» Task set:
[1] Rewrite the paragraph beginning "In other words, rather than use an estimator" from the question on parametric versus empirical distributions in one shorter sentence that keeps its main facts.
[2] Output the part of the question on parametric versus empirical distributions from "If given real" to "continuous data's pdf?", copied word for word.

# Why do we use parametric distributions instead of empirical distributions?

The probability density function (pdf) is the first derivative of the cumulative distribution (cdf) for a continuous random variable. I take it that this only applies to well-defined distributions like the Gaussian, t-distribution, Johnson SU, etc, though.

If given real data that we know does not conform to some prior distribution (perfectly), does that mean that (it would be safe to assume that) the real data's cdf cannot be differentiated, and therefore has no pdf, making us resort to histogram, or kernel density, or log-spline approximations, of the continuous data's pdf?

just trying to rationalize the whole model-fitting craze (Gaussian, t-, Cauchy) that is always encountered in statistics, and why it always overrides approximation approaches (histogram, kernel density).

In other words, rather than use an estimator on the empirical data (histogram, kernel density), we are trained to look for a best match model (Gaussian, t-, Cauchy) instead, even though we know the real data's pdf diverges from that model.

» Recorded information:
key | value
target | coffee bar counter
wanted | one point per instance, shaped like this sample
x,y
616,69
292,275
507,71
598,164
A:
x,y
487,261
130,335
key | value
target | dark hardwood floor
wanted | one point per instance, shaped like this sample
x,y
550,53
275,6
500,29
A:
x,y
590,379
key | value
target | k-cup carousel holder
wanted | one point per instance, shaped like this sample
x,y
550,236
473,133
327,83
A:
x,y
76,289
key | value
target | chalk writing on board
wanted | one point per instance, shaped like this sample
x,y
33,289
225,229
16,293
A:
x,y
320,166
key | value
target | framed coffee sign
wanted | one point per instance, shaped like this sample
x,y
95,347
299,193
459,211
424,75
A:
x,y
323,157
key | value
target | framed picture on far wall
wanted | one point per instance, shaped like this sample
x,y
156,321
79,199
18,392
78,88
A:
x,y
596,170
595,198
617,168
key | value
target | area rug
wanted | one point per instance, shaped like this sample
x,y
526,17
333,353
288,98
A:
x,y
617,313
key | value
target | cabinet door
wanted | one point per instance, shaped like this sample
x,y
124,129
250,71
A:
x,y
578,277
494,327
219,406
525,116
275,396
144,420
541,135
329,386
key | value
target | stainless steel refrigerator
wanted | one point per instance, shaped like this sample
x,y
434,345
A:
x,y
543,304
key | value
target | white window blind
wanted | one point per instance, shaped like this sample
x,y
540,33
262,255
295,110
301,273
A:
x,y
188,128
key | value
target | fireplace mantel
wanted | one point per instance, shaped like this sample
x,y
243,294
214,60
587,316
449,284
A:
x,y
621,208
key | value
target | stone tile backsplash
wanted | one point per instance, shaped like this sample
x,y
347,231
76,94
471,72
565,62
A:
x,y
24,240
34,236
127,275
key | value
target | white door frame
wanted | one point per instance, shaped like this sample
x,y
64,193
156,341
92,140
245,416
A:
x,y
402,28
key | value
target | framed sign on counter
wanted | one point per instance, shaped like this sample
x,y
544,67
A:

» Responses by task:
[1] We are taught to seek a best-matching model (Gaussian, t-, Cauchy) rather than apply an estimator such as a histogram or kernel density to empirical data, even though the real data's pdf is known to diverge from that model.

[2]
If given real data that we know does not conform to some prior distribution (perfectly), does that mean that (it would be safe to assume that) the real data's cdf cannot be differentiated, and therefore has no pdf, making us resort to histogram, or kernel density, or log-spline approximations, of the continuous data's pdf?